◆ GOAL OF THE EXERCISE: Rewrite the lines from the one containing "Please mark the beaded" through the end, changing every "mark" to "label" and leaving everything else unchanged.

◆ TASK DATA:
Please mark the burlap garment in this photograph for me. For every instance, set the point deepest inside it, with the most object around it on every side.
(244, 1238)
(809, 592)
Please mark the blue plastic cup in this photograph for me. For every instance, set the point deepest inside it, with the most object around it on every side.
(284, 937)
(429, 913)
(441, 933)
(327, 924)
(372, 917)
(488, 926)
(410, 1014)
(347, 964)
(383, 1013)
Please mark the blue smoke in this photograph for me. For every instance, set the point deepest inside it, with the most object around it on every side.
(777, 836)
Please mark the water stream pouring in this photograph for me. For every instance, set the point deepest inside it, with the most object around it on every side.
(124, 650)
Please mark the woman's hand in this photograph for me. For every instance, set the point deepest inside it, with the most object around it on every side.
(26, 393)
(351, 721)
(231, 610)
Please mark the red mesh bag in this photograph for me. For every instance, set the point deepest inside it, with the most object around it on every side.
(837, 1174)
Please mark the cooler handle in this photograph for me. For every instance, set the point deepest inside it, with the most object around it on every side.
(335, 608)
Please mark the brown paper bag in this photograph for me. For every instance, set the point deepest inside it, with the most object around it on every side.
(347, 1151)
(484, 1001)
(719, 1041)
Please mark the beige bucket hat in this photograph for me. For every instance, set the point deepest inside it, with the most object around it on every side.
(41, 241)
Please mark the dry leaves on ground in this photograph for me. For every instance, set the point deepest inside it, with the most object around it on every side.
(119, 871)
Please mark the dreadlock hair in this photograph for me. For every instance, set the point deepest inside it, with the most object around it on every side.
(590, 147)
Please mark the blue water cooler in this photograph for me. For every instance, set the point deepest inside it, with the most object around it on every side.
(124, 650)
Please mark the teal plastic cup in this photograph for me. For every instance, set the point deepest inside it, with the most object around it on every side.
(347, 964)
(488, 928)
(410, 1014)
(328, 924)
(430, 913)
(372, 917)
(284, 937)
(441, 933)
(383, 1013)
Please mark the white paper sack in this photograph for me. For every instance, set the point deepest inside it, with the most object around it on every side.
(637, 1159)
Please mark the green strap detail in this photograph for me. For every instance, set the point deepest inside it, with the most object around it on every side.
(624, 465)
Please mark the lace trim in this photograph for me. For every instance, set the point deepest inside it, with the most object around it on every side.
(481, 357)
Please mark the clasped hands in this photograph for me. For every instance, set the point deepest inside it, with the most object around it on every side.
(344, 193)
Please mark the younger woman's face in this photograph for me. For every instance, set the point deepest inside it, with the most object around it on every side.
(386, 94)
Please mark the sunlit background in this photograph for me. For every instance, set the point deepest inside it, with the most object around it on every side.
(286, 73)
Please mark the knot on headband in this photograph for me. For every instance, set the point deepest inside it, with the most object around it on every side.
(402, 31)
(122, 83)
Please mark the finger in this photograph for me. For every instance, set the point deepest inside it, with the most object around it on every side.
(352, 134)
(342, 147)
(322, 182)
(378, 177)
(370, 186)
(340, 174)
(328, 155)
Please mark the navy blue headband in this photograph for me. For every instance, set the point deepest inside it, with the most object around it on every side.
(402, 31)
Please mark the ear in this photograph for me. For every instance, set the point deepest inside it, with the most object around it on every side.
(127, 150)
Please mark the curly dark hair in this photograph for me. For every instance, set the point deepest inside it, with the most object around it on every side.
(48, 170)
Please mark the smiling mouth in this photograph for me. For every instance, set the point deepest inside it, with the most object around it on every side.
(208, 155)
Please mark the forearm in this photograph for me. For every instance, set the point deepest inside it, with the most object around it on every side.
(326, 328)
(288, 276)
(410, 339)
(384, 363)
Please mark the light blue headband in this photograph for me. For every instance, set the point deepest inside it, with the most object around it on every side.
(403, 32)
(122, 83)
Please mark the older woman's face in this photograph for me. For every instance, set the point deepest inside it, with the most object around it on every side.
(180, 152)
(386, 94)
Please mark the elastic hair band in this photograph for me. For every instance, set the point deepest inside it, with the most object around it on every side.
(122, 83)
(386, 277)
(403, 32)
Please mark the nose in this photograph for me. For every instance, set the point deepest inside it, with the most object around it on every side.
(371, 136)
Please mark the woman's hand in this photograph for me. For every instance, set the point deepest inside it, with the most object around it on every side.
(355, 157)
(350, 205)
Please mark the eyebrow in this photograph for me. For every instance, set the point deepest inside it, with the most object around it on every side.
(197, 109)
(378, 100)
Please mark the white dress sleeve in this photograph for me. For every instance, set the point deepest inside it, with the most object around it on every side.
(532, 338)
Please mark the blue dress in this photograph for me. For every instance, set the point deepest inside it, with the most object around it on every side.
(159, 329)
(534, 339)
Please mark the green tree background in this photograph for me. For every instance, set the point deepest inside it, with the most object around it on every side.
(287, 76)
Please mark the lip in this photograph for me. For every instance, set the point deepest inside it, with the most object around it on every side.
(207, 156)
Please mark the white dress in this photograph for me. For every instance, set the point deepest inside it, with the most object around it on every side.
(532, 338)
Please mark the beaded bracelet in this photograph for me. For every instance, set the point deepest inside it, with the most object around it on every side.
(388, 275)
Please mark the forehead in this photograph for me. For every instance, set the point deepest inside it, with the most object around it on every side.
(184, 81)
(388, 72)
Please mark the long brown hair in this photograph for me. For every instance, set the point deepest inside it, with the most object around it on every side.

◆ REPLY:
Please label the beaded bracelet in this photograph for me. For every instance, set the point deepest inside it, with the most object around it on every side.
(388, 275)
Please label the forehead in this photograph for me. For every instance, set the point deepest inside it, with the most object around it on every side.
(184, 81)
(388, 72)
Please label the long brown hair in this photograph for me. For every instance, set the point deepest inside it, with the most object around it on every side.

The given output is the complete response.